§ Task list
1 – Name every member of the Matteson family who appears by full name in the North Main Street excerpt.
2 – According to the North Main Street excerpt, in what year was the Lust Block built?
3 – Resume the North Main Street excerpt from its final sentence and keep writing.
[[ Text excerpt, beginning ]]
View of west side of North Main Street, Marion, Ohio looking southward. A stairwell just one door north of Acme Grill led to the efficiency apartments upstairs. You can barely make out a stone step at the bottom of the photo. The building called the Lust Block was built originally as the home of the J. F. Lust Candy company in 1894 (see next photo).[Image used by permission of Tom Photo]

While researching the details of the neighborhood, I joined a Facebook group “The Good Old Days in Marion” and put out a plea for information about the building and its occupants. I told how I had visited my grandfather Samuel A. Matteson in 1964. A member of the group, Morita Matteson Wolbert, responded with a memory of “Uncle Sam.” I found her in my Ancestry.com family tree, my 2nd cousin, the daughter of Morris Kimball Matteson, son of Joseph Lewis Matteson, Grandpa Sam’s brother.  Joseph Lewis was my father’s uncle and the proximal source of Dad’s given name. Morita recounted how her father would, every year, pick up Sam to take him to the family reunion “at Prospect,” which is near Mt. Victory. She remembers always seeing him waiting on the stairs, smoking a cigar.

The J. F. Lust Block 131-161 N. Main St, Marion Ohio. The Marion Star Marion, Ohio 15 Jun 1895, Sat page 6.
[[ Text excerpt, end ]]
[[ Entries supplied, beginning ]]
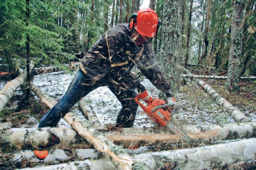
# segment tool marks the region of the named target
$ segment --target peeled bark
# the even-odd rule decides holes
[[[50,108],[56,103],[56,101],[34,85],[32,87],[36,95]],[[118,146],[105,137],[101,132],[90,127],[89,121],[83,121],[70,112],[66,114],[63,119],[79,135],[93,144],[98,151],[105,153],[107,159],[111,160],[117,166],[123,169],[132,169],[133,161],[127,153],[120,150]]]
[[[182,69],[190,76],[192,76],[193,74],[188,69],[183,67]],[[234,107],[226,99],[222,97],[218,94],[214,90],[205,83],[198,79],[194,81],[198,85],[203,87],[212,97],[214,99],[218,104],[227,109],[228,114],[230,115],[236,122],[248,122],[250,120],[248,117],[246,116],[237,108]]]
[[[227,77],[227,76],[218,76],[217,75],[195,75],[182,74],[182,77],[196,79],[215,79],[216,80],[226,80]],[[256,80],[256,77],[251,76],[250,77],[241,77],[241,80]]]
[[[135,155],[134,160],[145,164],[147,169],[199,170],[221,167],[240,161],[253,160],[256,138],[204,147]],[[177,169],[178,169],[178,168]]]
[[[8,103],[15,90],[24,83],[26,75],[26,72],[24,72],[19,76],[8,82],[0,91],[0,111]]]

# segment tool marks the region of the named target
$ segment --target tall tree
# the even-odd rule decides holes
[[[26,26],[29,26],[29,1],[26,0]],[[30,85],[30,37],[29,35],[27,33],[26,34],[27,41],[26,41],[26,56],[27,67],[27,82],[28,85]],[[30,100],[30,89],[27,88],[27,104],[29,105]]]
[[[186,46],[186,52],[185,53],[185,67],[187,68],[188,66],[188,60],[189,57],[189,41],[190,39],[190,30],[191,28],[191,18],[192,13],[193,11],[193,0],[190,0],[190,10],[189,17],[189,23],[188,27],[188,33],[187,36],[187,41]]]
[[[231,43],[226,90],[231,93],[239,92],[240,88],[242,38],[244,12],[246,0],[233,0],[233,12],[231,25]]]
[[[180,89],[181,59],[182,6],[181,1],[165,2],[162,29],[162,44],[160,52],[163,70],[169,80],[173,93]]]

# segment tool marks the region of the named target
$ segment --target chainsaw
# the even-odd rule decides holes
[[[177,113],[180,108],[178,107],[171,113],[169,107],[171,105],[166,104],[164,100],[150,97],[151,101],[145,106],[138,99],[138,96],[135,98],[135,101],[141,107],[144,112],[155,122],[163,127],[167,127],[178,135],[181,139],[188,142],[190,138],[180,129],[175,125],[171,120],[172,115]]]

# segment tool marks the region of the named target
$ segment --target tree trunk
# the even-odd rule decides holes
[[[25,81],[27,74],[23,73],[13,80],[8,82],[0,91],[0,111],[8,103],[15,90]]]
[[[220,126],[217,125],[184,125],[181,128],[187,132],[191,138],[201,141],[216,141],[249,138],[256,136],[256,122],[251,122]],[[98,127],[109,140],[121,144],[126,148],[149,145],[175,144],[181,141],[168,129],[151,128],[122,128],[122,130]],[[120,129],[117,129],[118,130]],[[42,138],[42,136],[43,138]],[[5,128],[0,136],[0,150],[15,151],[49,148],[74,149],[88,148],[92,145],[81,140],[75,130],[67,128]],[[193,144],[192,143],[192,144]],[[178,146],[177,146],[178,147]]]
[[[116,5],[116,1],[115,0],[112,1],[112,12],[111,15],[111,21],[110,23],[110,27],[112,28],[114,26],[114,19],[115,18],[115,9]]]
[[[26,0],[26,26],[29,26],[29,0]],[[27,85],[30,85],[30,37],[28,33],[27,33],[27,41],[26,41],[26,67],[27,67]],[[30,88],[27,88],[27,106],[30,105]]]
[[[227,164],[253,160],[256,138],[198,148],[137,154],[134,161],[145,164],[145,169],[199,170],[217,168]]]
[[[227,80],[227,76],[218,76],[216,75],[195,75],[189,74],[182,74],[181,75],[181,77],[188,78],[195,78],[195,79],[214,79],[215,80]],[[241,77],[241,80],[256,80],[256,77]]]
[[[180,89],[180,70],[177,66],[181,56],[181,5],[180,1],[166,1],[163,16],[161,63],[163,70],[171,83],[173,94]]]
[[[34,85],[32,85],[32,88],[36,95],[50,108],[57,103]],[[98,151],[105,153],[107,158],[113,162],[119,168],[131,169],[133,161],[126,155],[127,153],[120,150],[118,146],[107,139],[101,133],[90,127],[88,121],[83,121],[70,112],[66,114],[63,119],[81,136],[93,144]]]
[[[188,28],[188,34],[187,36],[187,42],[186,47],[186,54],[185,54],[185,67],[188,67],[188,60],[189,57],[189,41],[190,39],[190,30],[191,27],[191,18],[192,18],[192,13],[193,12],[193,0],[190,0],[190,10],[189,12],[189,24]]]
[[[227,79],[225,86],[229,92],[239,93],[242,55],[243,13],[246,1],[233,0],[234,9],[232,14],[231,43],[229,49],[229,59]]]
[[ Entries supplied, end ]]
§ Results for each task
1 – Samuel A. Matteson, Morita Matteson Wolbert, Morris Kimball Matteson, Joseph Lewis Matteson

2 – 1894

3 –
All that I learned reinforced my hazy memories. The photographs and her verbal picture takes me back to that summer when we came calling. I can imagine I remember the scent of cigar smoke mingling with the yeasty aroma of beer. It might have been wafting upward from the smoky bar at the bottom of the stairs or it could be a false memory recovered from imagination. What I am convinced I did witness was a small efficiency apartment illuminated by a single bare 40 watt bulb dangling overhead and activated by a cotton pull string.  On the wall above the heads of the Matteson kids hung a small pin-up calendar sporting a voluptuous woman clad only in a short denim bib overall. She adored the hood of a tractor sold by a local implement store. Of course, I, a teenage boy, took proper notice of the wall art! I also wondered if passion still stirred in a 75 year-old man. I—now a 75 year-old man myself—can now attest that it does. When I shared my memory with a trusted peer he reminded me of an observation that I had shared with him, “The best way to make a dirty old man is to start with a dirty young man and let him grow old.”

I only recall snippets of the conversation that passed between my parents and my grandfather. We “children” were seen but not heard. When my father apparently expressed some concern about his father’s safety, Sam retorted. “I can take care of myself. A Mexican tried to roll me out by the railroad tracks,” he said motioning with a thumb jerking over his shoulder toward the Chesapeake and Ohio tracks that crossed Main Street at the end of the block. “I beat the tar out of ‘em” he continued by punching the air with a big, bony fist. “No. I can take care of myself.”

I believed him.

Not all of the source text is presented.